Your goal
Pick out each line in the records that contains the word "stool" and copy those lines.

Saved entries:
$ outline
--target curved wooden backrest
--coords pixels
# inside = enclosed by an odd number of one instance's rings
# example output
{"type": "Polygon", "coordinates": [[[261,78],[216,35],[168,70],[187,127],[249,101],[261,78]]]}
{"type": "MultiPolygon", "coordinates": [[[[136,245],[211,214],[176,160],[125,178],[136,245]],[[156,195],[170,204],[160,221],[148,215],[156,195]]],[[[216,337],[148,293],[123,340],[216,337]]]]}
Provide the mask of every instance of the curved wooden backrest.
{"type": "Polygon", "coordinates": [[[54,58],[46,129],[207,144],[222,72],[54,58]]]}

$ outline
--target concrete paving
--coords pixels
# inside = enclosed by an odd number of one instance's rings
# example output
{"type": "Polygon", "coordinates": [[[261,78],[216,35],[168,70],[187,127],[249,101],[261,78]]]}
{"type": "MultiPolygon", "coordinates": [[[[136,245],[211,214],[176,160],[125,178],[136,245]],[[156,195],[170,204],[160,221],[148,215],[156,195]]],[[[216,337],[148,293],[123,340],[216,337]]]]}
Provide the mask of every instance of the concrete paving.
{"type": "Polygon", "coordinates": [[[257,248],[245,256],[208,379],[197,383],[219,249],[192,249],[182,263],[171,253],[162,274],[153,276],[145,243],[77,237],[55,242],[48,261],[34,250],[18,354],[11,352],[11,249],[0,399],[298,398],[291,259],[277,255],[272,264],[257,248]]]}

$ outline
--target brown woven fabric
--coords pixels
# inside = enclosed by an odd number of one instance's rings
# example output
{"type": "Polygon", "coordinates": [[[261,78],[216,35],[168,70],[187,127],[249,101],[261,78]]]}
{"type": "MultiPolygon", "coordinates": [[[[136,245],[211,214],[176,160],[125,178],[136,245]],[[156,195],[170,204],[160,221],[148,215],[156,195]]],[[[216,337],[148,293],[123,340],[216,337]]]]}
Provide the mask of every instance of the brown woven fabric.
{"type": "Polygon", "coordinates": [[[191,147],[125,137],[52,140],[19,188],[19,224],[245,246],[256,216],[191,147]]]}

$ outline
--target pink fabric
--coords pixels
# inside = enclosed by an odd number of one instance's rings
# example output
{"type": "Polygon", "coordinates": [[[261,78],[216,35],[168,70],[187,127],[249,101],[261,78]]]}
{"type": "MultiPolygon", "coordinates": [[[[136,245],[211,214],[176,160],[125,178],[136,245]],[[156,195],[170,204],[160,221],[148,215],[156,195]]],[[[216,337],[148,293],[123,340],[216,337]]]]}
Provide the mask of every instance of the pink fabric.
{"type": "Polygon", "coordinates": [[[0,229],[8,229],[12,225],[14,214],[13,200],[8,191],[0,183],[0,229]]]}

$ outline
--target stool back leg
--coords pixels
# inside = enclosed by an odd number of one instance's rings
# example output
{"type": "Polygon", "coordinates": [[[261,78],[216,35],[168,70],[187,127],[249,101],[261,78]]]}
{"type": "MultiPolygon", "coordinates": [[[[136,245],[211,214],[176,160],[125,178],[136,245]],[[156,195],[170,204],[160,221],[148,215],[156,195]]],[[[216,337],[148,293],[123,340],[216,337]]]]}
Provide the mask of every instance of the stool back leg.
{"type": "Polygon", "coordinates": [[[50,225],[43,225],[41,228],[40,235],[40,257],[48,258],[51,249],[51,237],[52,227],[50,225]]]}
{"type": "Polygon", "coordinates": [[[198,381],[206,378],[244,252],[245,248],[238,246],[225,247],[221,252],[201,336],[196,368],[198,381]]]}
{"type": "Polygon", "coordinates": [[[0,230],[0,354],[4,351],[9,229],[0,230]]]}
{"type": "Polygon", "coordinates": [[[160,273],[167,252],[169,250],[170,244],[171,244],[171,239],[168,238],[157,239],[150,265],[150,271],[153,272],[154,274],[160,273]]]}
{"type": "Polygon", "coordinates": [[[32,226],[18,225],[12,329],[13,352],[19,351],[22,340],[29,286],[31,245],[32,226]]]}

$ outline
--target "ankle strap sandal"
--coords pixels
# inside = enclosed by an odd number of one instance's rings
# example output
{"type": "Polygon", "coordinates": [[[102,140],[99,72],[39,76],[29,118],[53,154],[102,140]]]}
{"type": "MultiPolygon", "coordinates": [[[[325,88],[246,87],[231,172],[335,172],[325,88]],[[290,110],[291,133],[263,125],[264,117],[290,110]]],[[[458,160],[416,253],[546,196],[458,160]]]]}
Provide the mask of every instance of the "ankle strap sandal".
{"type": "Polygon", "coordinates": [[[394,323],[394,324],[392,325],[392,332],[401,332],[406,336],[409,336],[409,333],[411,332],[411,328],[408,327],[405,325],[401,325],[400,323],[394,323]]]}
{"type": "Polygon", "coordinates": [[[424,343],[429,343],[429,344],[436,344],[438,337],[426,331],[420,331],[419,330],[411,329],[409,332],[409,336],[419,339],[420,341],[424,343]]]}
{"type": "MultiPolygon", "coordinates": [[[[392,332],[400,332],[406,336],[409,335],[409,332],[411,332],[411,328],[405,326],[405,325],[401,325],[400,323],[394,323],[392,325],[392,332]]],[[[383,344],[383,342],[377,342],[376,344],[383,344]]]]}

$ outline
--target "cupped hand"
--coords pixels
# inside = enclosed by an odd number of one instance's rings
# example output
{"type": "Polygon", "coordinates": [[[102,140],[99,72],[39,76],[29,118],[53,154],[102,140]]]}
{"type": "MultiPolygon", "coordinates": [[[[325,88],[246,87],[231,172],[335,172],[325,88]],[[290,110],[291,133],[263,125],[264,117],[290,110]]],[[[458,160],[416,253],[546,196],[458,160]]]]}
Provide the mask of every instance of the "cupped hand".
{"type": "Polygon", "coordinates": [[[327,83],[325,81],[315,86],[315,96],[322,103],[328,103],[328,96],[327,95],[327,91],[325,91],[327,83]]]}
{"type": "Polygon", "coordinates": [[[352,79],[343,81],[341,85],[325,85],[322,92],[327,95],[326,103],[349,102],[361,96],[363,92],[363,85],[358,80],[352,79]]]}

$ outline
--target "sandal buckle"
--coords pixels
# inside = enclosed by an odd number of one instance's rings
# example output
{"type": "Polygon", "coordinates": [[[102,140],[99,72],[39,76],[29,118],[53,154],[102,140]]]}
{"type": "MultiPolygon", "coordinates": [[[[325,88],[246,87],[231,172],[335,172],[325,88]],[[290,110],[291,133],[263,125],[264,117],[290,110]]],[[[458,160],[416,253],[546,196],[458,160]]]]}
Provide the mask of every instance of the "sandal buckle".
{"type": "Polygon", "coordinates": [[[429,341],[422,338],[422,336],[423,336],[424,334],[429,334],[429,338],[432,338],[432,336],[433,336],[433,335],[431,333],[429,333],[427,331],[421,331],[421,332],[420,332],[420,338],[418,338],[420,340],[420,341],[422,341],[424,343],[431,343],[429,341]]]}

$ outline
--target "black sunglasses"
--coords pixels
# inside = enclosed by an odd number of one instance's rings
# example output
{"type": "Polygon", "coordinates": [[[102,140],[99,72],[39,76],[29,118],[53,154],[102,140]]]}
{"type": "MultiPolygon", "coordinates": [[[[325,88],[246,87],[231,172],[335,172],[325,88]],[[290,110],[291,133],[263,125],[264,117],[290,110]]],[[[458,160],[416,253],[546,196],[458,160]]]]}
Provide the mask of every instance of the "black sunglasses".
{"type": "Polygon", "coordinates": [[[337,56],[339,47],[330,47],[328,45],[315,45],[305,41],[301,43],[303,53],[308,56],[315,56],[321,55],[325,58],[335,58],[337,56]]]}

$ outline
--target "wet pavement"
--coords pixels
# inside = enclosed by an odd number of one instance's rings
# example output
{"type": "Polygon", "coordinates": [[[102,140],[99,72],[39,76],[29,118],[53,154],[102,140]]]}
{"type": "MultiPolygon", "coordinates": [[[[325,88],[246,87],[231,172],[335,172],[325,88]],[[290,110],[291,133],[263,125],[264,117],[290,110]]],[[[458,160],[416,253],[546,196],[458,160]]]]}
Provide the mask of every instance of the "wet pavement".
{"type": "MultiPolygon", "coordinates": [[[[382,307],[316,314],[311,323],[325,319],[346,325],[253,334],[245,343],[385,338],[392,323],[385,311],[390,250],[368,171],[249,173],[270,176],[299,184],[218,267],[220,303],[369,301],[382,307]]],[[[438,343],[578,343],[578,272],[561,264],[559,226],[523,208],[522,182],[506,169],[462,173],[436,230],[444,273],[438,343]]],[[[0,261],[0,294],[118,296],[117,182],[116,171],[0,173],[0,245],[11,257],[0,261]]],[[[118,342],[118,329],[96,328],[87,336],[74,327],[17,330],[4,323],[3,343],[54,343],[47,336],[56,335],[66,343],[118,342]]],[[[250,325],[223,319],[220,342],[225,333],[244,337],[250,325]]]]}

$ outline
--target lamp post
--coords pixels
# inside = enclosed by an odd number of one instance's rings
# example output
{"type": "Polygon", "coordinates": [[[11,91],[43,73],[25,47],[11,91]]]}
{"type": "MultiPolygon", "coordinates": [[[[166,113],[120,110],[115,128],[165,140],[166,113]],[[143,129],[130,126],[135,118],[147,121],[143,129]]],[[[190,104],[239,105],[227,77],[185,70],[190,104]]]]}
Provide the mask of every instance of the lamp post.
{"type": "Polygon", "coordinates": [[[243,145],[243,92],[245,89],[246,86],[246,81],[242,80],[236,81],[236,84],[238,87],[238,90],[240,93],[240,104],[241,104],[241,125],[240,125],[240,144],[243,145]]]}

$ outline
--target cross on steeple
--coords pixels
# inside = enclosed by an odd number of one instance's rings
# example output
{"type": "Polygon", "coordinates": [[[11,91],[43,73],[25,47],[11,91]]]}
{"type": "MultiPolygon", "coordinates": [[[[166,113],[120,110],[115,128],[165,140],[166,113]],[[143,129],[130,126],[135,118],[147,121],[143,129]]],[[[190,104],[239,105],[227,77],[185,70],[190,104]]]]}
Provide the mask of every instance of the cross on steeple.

Exercise result
--target stool back leg
Provide the mask of every instance of the stool back leg.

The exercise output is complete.